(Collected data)
────────────────
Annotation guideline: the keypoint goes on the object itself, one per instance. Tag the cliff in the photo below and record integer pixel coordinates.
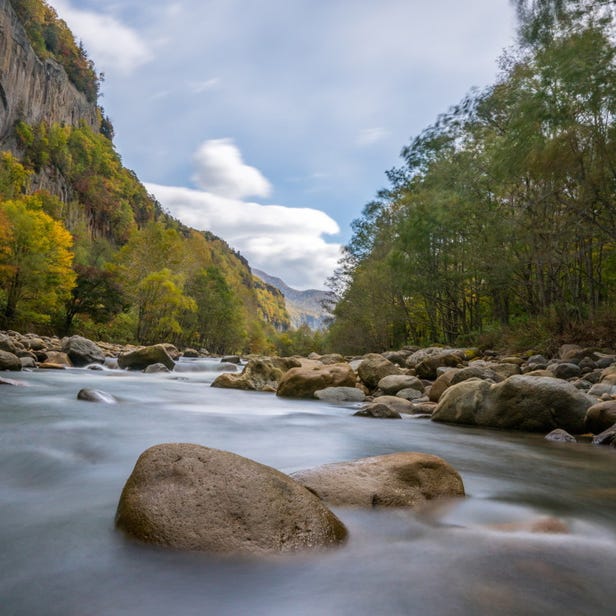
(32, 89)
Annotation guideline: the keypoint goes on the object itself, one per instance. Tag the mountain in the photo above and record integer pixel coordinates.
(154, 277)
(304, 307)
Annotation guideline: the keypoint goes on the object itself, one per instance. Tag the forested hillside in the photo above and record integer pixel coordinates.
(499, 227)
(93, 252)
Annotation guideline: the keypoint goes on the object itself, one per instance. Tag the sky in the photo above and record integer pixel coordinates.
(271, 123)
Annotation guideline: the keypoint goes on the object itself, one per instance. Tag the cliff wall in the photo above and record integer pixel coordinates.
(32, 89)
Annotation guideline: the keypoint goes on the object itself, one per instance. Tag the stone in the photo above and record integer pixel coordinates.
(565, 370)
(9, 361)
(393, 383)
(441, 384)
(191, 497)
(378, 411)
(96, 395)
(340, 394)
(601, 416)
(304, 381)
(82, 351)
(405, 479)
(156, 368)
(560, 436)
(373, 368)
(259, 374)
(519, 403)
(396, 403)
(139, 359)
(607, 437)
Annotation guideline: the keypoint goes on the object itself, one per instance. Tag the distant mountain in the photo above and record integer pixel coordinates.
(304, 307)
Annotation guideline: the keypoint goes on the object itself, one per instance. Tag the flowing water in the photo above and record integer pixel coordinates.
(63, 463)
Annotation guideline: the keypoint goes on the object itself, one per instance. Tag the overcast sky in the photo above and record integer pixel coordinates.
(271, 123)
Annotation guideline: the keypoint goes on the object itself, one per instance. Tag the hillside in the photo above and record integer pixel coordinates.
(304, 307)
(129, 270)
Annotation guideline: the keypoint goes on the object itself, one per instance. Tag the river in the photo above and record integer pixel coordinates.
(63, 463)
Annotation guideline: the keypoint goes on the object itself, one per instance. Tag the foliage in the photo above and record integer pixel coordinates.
────────────────
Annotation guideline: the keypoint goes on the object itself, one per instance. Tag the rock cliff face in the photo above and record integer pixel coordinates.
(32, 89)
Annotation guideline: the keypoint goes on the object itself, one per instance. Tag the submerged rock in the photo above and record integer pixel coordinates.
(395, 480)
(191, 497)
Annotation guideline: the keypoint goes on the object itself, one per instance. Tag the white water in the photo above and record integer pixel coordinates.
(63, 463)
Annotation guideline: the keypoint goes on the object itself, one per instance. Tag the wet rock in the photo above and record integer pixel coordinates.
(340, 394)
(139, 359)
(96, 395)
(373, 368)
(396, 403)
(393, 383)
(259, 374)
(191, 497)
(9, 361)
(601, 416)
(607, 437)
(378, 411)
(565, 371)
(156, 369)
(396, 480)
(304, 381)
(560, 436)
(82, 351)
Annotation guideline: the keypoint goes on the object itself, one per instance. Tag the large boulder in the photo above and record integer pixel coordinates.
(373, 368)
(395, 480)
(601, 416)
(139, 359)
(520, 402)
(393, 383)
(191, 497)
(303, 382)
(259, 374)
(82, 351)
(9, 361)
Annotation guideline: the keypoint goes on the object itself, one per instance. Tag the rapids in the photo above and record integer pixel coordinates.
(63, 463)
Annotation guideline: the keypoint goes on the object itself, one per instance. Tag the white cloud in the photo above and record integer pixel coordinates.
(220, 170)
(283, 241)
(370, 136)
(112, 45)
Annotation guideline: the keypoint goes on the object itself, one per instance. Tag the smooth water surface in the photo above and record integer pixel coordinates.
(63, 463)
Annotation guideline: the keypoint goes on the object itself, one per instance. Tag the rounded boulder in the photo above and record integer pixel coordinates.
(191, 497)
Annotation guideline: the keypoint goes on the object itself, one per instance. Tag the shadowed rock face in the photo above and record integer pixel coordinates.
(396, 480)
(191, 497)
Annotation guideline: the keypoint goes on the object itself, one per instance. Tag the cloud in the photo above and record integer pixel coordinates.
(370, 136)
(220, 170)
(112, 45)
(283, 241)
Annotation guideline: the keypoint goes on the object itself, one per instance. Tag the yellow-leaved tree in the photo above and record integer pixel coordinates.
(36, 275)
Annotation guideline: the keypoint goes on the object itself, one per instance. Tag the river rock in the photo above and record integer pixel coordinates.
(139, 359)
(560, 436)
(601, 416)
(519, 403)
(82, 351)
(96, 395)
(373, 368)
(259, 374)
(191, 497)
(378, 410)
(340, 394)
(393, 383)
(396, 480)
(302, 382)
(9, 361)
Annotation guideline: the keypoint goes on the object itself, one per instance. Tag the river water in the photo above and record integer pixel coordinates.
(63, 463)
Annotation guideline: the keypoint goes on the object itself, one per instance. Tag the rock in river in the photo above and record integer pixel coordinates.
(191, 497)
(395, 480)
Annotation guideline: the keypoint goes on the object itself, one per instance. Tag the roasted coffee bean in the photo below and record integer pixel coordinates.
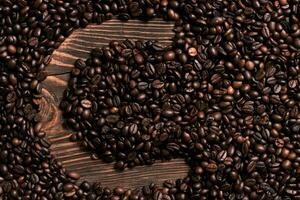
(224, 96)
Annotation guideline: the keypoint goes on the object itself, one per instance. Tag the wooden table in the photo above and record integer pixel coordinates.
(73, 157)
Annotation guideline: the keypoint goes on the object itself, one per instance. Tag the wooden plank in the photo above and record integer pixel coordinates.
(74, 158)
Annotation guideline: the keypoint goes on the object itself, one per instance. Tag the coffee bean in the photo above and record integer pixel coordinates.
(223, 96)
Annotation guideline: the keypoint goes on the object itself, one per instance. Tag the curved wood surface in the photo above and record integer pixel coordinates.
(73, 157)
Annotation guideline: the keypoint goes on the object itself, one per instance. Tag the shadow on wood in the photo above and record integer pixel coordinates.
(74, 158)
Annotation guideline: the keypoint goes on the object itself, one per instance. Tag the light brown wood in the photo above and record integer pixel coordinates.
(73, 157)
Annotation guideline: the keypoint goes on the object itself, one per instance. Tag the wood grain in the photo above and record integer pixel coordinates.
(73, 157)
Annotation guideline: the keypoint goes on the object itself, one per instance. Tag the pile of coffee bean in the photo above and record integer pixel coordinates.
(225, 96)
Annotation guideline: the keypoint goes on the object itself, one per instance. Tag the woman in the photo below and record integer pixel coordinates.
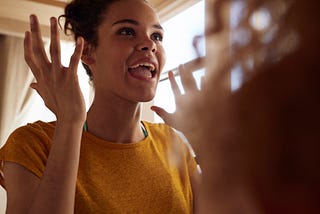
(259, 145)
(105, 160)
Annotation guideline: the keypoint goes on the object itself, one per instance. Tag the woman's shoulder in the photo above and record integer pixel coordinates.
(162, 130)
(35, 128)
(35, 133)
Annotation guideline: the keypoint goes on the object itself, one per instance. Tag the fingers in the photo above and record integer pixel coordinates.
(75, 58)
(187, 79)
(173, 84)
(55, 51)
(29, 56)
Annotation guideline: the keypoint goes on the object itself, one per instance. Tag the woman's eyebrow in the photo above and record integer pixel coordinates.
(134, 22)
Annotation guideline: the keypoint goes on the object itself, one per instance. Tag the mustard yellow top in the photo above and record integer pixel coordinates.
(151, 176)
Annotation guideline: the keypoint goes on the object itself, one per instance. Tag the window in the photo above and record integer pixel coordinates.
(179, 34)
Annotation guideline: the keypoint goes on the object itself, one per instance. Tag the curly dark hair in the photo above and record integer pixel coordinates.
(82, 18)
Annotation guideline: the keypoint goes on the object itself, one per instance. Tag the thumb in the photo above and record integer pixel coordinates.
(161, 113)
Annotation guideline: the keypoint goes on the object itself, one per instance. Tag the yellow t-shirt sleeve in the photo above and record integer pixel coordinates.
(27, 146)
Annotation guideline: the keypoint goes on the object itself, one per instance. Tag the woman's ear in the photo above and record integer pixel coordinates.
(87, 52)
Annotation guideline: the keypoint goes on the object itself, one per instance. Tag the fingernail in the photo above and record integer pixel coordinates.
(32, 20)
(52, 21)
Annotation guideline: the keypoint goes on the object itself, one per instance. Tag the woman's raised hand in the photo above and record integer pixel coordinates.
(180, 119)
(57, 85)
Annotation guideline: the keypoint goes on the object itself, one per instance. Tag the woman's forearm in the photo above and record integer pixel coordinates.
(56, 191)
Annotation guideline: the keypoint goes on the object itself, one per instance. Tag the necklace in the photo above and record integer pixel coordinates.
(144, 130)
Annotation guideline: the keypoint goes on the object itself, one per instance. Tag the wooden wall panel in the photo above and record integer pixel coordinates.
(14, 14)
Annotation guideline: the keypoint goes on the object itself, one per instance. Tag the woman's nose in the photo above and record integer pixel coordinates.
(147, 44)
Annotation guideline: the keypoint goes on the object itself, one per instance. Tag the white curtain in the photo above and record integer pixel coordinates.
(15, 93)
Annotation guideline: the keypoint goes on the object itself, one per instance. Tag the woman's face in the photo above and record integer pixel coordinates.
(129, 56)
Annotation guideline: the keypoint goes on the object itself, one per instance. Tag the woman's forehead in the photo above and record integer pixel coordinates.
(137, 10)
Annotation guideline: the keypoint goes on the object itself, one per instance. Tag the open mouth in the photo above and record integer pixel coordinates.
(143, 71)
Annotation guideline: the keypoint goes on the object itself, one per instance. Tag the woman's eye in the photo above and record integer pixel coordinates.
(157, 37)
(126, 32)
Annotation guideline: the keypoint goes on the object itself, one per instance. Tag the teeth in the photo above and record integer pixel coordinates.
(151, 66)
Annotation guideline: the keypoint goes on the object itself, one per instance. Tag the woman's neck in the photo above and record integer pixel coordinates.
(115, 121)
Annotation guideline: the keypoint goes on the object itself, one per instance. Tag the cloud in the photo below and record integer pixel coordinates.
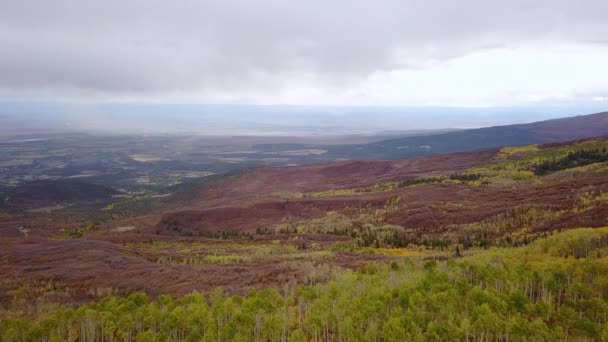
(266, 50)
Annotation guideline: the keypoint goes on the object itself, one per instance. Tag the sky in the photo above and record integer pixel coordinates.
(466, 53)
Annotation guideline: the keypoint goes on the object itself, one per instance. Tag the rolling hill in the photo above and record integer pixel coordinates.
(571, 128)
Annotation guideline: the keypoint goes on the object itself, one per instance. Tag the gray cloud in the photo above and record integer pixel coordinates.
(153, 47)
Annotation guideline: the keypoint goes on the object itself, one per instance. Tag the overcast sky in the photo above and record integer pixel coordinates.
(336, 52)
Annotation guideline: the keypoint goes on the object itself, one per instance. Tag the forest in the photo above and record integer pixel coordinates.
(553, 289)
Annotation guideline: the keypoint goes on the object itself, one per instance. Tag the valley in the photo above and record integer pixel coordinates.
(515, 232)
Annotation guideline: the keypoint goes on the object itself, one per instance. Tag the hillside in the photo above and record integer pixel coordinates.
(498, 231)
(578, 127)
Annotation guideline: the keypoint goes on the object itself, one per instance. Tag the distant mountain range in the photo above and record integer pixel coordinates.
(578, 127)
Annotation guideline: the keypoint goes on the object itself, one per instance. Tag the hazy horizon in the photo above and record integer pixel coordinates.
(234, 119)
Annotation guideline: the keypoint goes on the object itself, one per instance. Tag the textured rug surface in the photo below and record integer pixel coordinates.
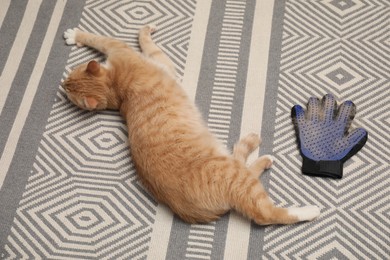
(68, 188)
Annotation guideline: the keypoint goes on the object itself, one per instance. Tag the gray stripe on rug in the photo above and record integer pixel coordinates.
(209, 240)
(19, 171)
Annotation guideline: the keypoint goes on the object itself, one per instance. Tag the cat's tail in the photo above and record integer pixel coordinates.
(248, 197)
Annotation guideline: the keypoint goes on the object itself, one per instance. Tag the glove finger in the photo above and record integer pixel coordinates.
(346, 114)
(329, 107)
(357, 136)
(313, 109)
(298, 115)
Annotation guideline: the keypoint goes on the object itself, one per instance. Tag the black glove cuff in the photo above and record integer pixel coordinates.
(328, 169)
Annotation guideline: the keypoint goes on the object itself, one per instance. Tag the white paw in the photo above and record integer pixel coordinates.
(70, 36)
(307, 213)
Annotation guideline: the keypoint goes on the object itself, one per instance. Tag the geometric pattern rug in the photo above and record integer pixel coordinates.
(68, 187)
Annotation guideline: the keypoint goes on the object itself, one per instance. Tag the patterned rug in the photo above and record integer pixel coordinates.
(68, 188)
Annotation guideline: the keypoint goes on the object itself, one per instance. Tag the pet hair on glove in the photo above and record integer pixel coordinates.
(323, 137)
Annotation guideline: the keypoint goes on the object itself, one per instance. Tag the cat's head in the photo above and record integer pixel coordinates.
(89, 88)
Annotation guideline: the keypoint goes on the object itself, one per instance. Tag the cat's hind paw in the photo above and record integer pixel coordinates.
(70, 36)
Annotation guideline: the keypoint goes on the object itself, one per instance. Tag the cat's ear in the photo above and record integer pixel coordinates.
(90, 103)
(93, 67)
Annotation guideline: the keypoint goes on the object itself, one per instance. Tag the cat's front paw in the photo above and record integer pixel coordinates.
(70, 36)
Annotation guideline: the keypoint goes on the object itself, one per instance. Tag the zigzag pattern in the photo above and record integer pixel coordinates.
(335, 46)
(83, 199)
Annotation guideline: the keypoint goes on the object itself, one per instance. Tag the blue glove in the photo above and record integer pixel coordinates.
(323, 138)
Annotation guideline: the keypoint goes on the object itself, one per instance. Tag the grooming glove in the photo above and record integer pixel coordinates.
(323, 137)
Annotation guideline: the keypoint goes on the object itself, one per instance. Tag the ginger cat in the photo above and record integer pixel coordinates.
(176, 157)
────────────────
Task requirements:
Rewrite the listing from the line that contains "Tag the stone" through the line that contains "Tag the foliage", including both of those lines. Keep every line and offset each pixel coordinate in the answers by -57.

Task solution:
Annotation guideline: the keypoint goes on the object itself, one per instance. Tag the stone in the photo above and record integer pixel coordinates.
(508, 313)
(-48, 304)
(336, 326)
(384, 327)
(134, 440)
(321, 354)
(39, 338)
(283, 337)
(544, 359)
(247, 324)
(25, 294)
(348, 422)
(99, 311)
(503, 379)
(316, 311)
(202, 317)
(462, 346)
(339, 346)
(82, 302)
(550, 380)
Annotation guideline: the keypoint goes on the object itself, one per instance. Tag the distant mountain in the photo above and record integer pixel coordinates.
(247, 250)
Annotation guideline: the keypoint goes on the object itself, one per instance. Tag the flowing water in the photo above and record integer pixel coordinates.
(6, 406)
Annotation guideline: the keypoint goes on the object itself, one per instance. Tag the overcast sky in the photo above and record integer pixel coordinates.
(214, 66)
Annotation guideline: the keypoint goes on the object itself, one per instance. Tag the hillside in the photo above and record integer pixel coordinates.
(247, 250)
(72, 213)
Annotation guideline: the keypoint goes on the object itself, one per instance. Tag the river in the photo above and record integer pixel coordinates.
(6, 406)
Annotation guideline: the keypoint goes on the object itself, one per instance. Tag the foliage in the photo above and record integer pixel coordinates.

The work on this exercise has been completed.